EXERCISE 1:
Tell whether each statement agrees with the gravel thread, answering yes or no and quoting the words that decide it. (a) The tank footprint is 72 by 24. (b) The general rule offered is 2 pounds of gravel per gallon. (c) One poster bought two 50 pound bags of gravel for $2.40 each.

DOCUMENT:
+--

# how many bags of gravel?



## FeederFish33 (Jan 22, 2003)

how many do I need to cover the bottom of my tank? Also, it needs to be fairly deep because I will be rooting plants. I want natural gravel.


----------



## bobme (Feb 17, 2003)

do the math, Base times width and hight of graval you want and get a Sq. foot then go to the pet store and take that square foot # and buy it, no flaws :smile:


----------



## FeederFish33 (Jan 22, 2003)

how bout you do that, i want 1.5 inches of gravel. My tank footprint is 72 by 24. Now YOU do the math.


----------



## bobme (Feb 17, 2003)

.... dumb people...
ok ill do the math ... 
i belvie its 18sq. feet of rock,
72x24x1.5=2592 then / 144 bcuase 12 inches by 12 inches is 1 sq. foot so, that = 18


----------



## FeederFish33 (Jan 22, 2003)

18 what? bags of gravel?


----------



## Guest (Mar 3, 2003)

I would go with 150-200 pounds


----------



## FeederFish33 (Jan 22, 2003)

jiminy jig! thats a lot! but whatever, 150 pounds


----------



## bobme (Feb 17, 2003)

18 sq feet ... arg, is it that hard to figure out?


----------



## Grosse Gurke (Jan 3, 2003)

general rule= 1 pound per gallon. Then you adjust depending on the depth of gravel you want in your tank.


----------



## bobme (Feb 17, 2003)

grosse gurke said:


> general rule= 1 pound per gallon. Then you adjust depending on the depth of gravel you want in your tank.


 So i need 500 lbs of rock?







damn thats going to suck.


----------



## Guest (Mar 4, 2003)

You can get gravel very cheap at a home depot or lowes. I got two 50 pound bags for $2.40 each. Its called pea gravel or river rock. The kind i got was called, all purpose gravel but its the same as pea gravel. It looks great, the only bad thing about it is it has alot of dirt so you have to clean it good.

+--

EXERCISE 2:
List every line of the listing that contains the word "distant".

+--

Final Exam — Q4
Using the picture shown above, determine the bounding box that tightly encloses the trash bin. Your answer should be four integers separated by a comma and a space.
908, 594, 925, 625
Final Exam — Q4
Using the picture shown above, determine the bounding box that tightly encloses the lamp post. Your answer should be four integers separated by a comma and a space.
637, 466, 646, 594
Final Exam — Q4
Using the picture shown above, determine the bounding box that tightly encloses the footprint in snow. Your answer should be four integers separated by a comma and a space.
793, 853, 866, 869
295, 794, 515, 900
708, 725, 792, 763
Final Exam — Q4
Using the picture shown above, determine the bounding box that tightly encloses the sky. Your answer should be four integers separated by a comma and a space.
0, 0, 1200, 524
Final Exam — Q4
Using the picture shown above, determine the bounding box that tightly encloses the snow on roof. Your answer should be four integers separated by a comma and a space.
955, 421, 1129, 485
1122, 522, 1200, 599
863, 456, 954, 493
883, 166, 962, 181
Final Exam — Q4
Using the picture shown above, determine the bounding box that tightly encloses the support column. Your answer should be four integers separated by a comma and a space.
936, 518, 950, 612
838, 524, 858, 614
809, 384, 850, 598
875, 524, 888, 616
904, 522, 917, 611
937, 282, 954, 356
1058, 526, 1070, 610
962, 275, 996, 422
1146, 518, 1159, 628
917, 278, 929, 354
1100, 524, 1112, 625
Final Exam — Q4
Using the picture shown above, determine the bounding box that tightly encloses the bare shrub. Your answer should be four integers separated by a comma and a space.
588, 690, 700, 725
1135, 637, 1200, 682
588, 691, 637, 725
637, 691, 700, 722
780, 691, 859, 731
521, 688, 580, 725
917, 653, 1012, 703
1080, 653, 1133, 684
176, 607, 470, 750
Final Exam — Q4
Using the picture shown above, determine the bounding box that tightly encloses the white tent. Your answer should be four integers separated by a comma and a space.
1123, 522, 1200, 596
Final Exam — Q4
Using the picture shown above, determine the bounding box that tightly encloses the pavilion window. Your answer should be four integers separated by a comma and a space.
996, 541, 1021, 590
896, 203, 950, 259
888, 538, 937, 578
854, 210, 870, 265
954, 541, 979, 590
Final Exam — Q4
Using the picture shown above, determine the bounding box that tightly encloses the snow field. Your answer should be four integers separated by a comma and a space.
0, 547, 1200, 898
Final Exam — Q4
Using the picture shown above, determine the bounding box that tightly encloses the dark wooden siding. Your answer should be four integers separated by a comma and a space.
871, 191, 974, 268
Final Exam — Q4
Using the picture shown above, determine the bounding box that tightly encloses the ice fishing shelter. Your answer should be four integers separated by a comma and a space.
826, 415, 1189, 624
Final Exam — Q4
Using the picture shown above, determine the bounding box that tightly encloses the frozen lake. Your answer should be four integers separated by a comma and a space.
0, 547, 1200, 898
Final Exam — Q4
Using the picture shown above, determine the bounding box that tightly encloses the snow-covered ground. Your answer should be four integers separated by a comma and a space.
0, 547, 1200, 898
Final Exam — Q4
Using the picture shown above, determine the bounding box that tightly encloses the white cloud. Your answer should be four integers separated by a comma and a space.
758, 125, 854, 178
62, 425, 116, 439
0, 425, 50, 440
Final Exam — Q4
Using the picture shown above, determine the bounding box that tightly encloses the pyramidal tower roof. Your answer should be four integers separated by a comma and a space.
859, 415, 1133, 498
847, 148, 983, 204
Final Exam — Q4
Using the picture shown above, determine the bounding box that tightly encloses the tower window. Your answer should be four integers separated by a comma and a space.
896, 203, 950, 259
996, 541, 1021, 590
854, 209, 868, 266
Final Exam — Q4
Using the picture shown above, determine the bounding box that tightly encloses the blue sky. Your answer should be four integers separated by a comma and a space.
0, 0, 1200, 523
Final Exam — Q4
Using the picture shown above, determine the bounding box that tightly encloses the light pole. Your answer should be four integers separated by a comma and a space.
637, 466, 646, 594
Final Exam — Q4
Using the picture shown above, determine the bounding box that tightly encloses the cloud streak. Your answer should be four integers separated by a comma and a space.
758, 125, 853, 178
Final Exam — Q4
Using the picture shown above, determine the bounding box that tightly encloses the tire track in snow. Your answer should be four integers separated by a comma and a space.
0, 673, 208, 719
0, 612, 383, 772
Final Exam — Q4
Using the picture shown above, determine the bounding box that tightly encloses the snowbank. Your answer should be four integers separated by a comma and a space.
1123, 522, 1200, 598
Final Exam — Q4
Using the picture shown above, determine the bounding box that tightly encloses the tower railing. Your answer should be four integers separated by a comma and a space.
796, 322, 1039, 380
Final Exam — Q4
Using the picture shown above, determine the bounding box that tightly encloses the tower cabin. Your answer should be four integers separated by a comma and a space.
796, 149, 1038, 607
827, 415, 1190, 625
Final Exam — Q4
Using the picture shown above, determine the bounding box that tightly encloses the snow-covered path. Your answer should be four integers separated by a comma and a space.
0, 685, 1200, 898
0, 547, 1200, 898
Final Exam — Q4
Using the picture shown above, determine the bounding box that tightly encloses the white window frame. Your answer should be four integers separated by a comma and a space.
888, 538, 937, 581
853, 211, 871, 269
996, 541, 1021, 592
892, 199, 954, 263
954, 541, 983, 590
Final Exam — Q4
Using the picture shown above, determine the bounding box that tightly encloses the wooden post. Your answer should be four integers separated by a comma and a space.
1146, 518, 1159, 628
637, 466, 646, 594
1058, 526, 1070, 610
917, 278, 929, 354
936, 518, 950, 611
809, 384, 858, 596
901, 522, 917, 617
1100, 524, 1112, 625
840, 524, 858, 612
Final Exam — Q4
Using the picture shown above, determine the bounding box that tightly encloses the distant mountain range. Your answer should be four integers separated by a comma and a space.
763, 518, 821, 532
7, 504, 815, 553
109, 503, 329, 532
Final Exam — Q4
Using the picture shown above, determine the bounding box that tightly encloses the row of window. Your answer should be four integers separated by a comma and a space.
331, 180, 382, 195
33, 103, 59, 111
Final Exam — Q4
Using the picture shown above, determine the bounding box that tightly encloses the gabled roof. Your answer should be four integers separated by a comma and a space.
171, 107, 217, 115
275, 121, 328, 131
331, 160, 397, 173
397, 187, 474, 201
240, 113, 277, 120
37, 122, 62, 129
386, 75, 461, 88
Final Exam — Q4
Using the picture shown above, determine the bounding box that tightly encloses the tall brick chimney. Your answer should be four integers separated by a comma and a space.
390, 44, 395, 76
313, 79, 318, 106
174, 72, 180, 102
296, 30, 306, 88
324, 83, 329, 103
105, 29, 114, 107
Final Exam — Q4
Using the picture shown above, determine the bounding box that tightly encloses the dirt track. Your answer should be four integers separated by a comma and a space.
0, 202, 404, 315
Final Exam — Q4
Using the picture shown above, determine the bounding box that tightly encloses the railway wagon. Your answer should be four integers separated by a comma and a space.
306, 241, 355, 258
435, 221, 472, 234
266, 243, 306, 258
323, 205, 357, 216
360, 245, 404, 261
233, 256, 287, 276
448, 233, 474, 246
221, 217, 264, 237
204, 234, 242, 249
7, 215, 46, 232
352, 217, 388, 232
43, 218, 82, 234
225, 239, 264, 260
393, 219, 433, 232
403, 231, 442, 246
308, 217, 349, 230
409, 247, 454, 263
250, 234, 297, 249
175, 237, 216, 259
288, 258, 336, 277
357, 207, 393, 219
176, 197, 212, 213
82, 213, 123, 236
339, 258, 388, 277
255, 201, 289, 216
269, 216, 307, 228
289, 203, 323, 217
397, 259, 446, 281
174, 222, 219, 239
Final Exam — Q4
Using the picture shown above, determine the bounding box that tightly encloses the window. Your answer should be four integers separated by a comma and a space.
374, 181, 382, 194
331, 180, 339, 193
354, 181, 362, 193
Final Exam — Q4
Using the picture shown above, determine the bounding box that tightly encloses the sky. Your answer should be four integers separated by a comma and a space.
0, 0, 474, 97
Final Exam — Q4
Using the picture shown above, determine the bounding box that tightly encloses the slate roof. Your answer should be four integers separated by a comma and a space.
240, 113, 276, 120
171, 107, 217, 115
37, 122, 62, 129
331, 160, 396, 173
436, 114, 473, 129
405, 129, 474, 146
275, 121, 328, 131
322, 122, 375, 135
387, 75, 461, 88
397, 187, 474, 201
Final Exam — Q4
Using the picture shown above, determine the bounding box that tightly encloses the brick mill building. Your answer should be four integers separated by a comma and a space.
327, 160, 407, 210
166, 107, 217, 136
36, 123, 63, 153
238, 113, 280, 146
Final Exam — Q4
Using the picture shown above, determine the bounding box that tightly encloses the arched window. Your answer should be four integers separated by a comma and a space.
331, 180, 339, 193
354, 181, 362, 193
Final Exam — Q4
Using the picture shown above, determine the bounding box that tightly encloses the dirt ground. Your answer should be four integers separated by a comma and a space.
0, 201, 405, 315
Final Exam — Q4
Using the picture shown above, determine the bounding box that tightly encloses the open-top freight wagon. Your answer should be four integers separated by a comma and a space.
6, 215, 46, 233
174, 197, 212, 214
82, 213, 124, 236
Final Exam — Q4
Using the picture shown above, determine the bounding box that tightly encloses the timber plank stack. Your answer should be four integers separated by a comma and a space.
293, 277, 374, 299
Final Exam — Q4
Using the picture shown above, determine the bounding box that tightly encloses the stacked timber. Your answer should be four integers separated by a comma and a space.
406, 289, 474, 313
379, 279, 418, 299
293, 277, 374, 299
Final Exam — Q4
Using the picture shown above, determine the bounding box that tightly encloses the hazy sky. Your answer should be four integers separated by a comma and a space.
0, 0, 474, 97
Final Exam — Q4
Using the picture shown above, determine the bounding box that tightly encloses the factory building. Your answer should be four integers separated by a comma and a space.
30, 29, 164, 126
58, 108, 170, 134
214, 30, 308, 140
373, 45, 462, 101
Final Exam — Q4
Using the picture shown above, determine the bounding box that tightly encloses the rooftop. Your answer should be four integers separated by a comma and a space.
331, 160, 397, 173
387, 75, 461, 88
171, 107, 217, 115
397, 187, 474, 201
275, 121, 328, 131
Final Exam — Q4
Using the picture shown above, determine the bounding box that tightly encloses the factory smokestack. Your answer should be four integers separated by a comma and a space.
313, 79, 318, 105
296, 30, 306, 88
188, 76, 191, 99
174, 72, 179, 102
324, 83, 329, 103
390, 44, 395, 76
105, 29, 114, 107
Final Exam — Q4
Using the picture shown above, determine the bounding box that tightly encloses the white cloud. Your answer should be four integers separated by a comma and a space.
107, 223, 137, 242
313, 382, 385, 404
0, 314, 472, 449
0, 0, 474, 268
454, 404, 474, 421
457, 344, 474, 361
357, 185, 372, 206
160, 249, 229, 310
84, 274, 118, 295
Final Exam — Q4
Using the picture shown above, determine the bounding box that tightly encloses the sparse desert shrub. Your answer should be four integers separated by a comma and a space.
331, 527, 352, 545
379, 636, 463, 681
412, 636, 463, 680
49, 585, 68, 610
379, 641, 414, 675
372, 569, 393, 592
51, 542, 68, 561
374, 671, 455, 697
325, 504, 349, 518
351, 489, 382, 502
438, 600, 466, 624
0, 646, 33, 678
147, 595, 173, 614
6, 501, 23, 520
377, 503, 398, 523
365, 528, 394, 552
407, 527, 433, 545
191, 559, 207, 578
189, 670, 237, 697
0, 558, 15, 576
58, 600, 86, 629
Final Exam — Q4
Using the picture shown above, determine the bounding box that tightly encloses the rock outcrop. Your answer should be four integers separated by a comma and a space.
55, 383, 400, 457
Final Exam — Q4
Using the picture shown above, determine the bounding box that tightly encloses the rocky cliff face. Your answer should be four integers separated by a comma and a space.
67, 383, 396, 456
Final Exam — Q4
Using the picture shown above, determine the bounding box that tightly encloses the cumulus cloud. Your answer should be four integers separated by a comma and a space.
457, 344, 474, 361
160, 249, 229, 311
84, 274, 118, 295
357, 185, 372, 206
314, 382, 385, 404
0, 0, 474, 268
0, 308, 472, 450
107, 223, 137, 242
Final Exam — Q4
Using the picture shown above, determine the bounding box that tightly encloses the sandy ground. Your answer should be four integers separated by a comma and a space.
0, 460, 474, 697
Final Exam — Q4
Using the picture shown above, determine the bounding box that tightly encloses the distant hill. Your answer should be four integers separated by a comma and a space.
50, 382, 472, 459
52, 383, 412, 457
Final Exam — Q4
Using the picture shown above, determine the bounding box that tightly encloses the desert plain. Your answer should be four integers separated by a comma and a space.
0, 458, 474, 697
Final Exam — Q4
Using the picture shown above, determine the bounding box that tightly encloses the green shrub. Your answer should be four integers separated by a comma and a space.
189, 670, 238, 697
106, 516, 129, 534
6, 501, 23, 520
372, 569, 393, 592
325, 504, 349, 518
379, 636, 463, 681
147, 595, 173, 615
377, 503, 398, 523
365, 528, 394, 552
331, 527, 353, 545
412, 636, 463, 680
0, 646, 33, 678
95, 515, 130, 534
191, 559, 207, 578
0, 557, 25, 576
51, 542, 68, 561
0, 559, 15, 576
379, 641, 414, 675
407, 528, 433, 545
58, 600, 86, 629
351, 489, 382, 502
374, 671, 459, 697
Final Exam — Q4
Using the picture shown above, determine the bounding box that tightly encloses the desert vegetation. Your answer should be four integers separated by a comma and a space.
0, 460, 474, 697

+--

RESPONSE 1:
(a) Yes: "My tank footprint is 72 by 24."
(b) No: "general rule= 1 pound per gallon."
(c) Yes: "I got two 50 pound bags for $2.40 each."

RESPONSE 2:
Using the picture shown above, determine the bounding box that tightly encloses the distant mountain range. Your answer should be four integers separated by a comma and a space.
Using the picture shown above, determine the bounding box that tightly encloses the distant hill. Your answer should be four integers separated by a comma and a space.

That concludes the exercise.